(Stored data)
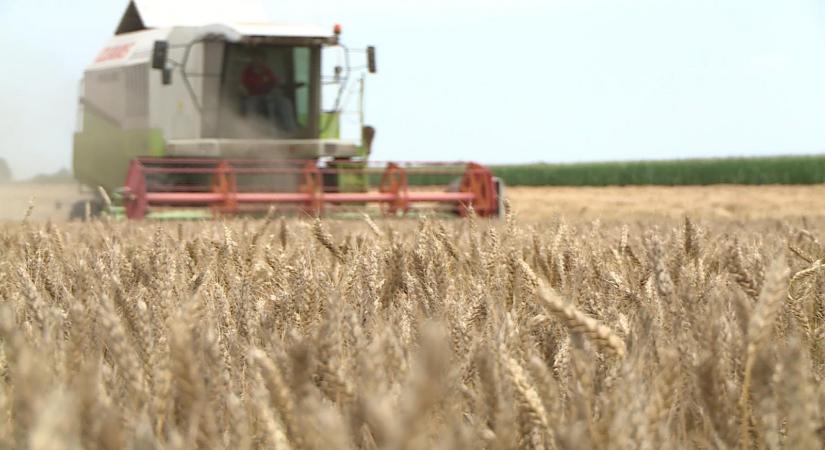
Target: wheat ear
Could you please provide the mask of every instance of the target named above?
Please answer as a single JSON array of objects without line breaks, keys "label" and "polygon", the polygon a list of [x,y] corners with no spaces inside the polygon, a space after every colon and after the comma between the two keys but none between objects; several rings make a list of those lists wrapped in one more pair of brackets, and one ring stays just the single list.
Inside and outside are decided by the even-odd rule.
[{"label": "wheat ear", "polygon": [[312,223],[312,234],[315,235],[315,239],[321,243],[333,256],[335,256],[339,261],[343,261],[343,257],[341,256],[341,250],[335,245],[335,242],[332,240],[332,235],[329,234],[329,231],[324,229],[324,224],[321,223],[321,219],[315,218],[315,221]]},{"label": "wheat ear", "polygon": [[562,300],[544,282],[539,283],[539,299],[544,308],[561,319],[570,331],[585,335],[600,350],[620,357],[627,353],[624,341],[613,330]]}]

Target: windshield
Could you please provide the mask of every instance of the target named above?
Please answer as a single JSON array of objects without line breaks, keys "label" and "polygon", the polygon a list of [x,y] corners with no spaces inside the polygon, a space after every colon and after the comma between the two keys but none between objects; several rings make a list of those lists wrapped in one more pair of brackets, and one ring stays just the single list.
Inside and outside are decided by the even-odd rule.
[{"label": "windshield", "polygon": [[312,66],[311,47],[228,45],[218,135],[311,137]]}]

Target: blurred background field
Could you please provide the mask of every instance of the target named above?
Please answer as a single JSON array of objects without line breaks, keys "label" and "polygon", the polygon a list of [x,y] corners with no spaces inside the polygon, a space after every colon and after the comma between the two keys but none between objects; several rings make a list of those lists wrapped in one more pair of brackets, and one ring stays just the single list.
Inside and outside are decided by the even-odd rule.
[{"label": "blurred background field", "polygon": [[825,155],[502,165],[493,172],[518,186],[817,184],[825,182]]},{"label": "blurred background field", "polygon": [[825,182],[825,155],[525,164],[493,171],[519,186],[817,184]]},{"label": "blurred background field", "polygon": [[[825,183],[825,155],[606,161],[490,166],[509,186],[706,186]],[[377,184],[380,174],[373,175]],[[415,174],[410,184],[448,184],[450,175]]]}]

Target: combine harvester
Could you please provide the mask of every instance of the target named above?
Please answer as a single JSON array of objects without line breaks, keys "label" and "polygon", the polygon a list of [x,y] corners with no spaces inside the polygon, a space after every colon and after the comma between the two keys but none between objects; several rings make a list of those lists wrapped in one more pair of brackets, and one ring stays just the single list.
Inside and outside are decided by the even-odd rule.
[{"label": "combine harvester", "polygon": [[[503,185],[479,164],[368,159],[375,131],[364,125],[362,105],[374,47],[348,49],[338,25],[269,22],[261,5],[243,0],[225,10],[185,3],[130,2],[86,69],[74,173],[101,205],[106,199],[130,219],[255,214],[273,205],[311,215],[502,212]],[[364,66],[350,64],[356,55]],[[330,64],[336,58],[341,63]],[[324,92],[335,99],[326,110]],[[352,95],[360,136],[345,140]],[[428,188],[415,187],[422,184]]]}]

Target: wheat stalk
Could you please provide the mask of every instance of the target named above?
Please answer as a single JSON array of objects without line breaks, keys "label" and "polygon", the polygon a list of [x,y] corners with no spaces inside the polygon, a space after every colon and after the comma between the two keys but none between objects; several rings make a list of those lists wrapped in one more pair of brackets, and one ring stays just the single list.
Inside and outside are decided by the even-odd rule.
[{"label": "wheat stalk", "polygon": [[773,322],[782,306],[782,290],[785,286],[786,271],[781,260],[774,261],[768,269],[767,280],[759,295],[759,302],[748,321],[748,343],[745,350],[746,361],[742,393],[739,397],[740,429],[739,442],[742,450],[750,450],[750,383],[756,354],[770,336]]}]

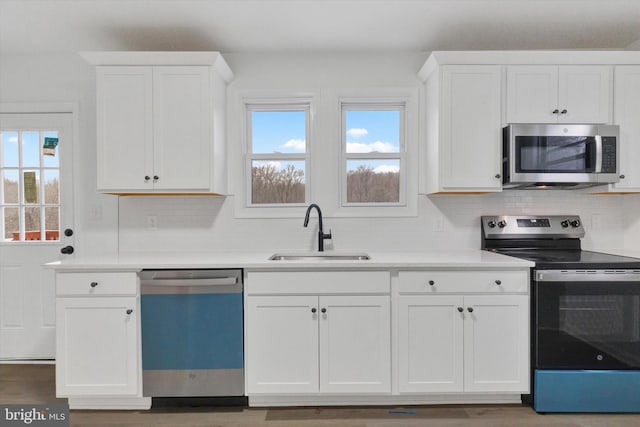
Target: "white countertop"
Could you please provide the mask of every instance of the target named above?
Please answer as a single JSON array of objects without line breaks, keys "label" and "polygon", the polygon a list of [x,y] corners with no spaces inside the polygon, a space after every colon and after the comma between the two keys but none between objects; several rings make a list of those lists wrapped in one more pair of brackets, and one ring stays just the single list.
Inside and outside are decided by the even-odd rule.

* [Brief]: Make a word-for-word copy of the entries, without any pictures.

* [Exercise output]:
Target: wheat ear
Could you please provide the mask of every instance of the target named above?
Please answer as a single JSON array of objects without line breaks, keys "label" and "polygon", the polygon a list of [x,y] corners with no spaces inside the polygon, a space after every colon and after the comma between the two keys but none between objects; several rings make a list of those lists wrapped in one more pair of brackets, and one ring stays just the single list.
Inside and outside are decided by the even-odd rule.
[{"label": "wheat ear", "polygon": [[312,223],[312,234],[315,235],[315,239],[321,243],[333,256],[335,256],[339,261],[343,261],[343,257],[341,256],[341,250],[335,245],[335,242],[332,240],[332,235],[329,234],[329,231],[324,229],[324,224],[321,223],[321,219],[315,218],[315,221]]},{"label": "wheat ear", "polygon": [[562,300],[544,282],[539,283],[539,299],[544,308],[561,319],[570,331],[585,335],[600,350],[620,357],[627,353],[624,341],[613,330]]}]

Target: windshield
Could you please provide the mask of every instance of the target named above?
Please answer as a single JSON array of objects without line breaks, keys "label" and "polygon", the polygon a list of [x,y] corners with no spaces inside the polygon, a space after every colon and after the comma between the two keys but none between objects; several rings make a list of those lists wrapped in one more pair of brackets, and one ring stays just the single list.
Inside and outside are decided by the even-odd rule.
[{"label": "windshield", "polygon": [[312,66],[311,47],[228,45],[218,135],[311,137]]}]

Target: blurred background field
Could you please provide the mask of every instance of the target named above?
Please answer as a single JSON array of objects without line breaks, keys "label" and "polygon", the polygon a list of [x,y] corners with no spaces inside the polygon, a space after every colon and after the comma between the two keys but none between objects; several rings make a list of those lists wrapped in one more pair of brackets, and one ring stays just the single list.
Inside and outside are decided by the even-odd rule.
[{"label": "blurred background field", "polygon": [[825,155],[502,165],[493,172],[518,186],[817,184],[825,182]]},{"label": "blurred background field", "polygon": [[825,182],[825,155],[525,164],[493,171],[519,186],[817,184]]},{"label": "blurred background field", "polygon": [[[825,183],[825,155],[606,161],[490,166],[509,186],[706,186]],[[377,184],[380,174],[373,175]],[[415,174],[410,184],[448,184],[450,175]]]}]

Target: combine harvester
Could you please provide the mask of every instance of the target named above?
Please answer as a single JSON array of objects without line breaks, keys "label" and "polygon", the polygon a list of [x,y] corners with no spaces inside the polygon, a space after every colon and after the comma between the two keys but none between objects; several rings make a list of those lists wrapped in one more pair of brackets, and one ring stays just the single list.
Inside and outside are decided by the even-odd rule.
[{"label": "combine harvester", "polygon": [[[503,185],[479,164],[368,159],[375,131],[364,125],[362,105],[374,47],[348,49],[338,25],[269,22],[261,5],[243,0],[225,10],[185,3],[130,2],[86,69],[74,173],[101,205],[106,199],[130,219],[255,214],[273,205],[311,215],[502,212]],[[364,66],[350,64],[356,55]],[[330,64],[336,58],[341,63]],[[324,92],[335,99],[326,110]],[[352,95],[360,136],[345,140]],[[428,188],[415,187],[422,184]]]}]

Target: wheat stalk
Could you please provide the mask of every instance of the target named above?
Please answer as a single JSON array of objects without line breaks, keys "label" and "polygon", the polygon a list of [x,y] corners with no spaces inside the polygon, a space after every colon and after the comma between the two keys but none between objects; several rings make a list of those lists wrapped in one more pair of brackets, and one ring stays just the single list.
Inside and outside are decided by the even-odd rule.
[{"label": "wheat stalk", "polygon": [[773,322],[782,306],[782,290],[785,286],[786,271],[781,260],[774,261],[768,269],[767,280],[759,295],[759,302],[748,321],[748,343],[745,350],[746,361],[742,393],[739,397],[740,429],[739,442],[742,450],[750,450],[750,383],[756,354],[770,336]]}]

Target: "white countertop"
Could you please provide the mask of every instance of the target named above?
Please answer as a single JSON array of objects without line breaks, keys "label" and "polygon", the polygon a list of [x,y] corners with no spaces inside the polygon, a space after every colon and after the comma between the two keys but none between objects; several rings make a list of those lists wrapped in one more pair of brackets, and one ring stays just the single list.
Inside and outside are decided by the even-odd rule.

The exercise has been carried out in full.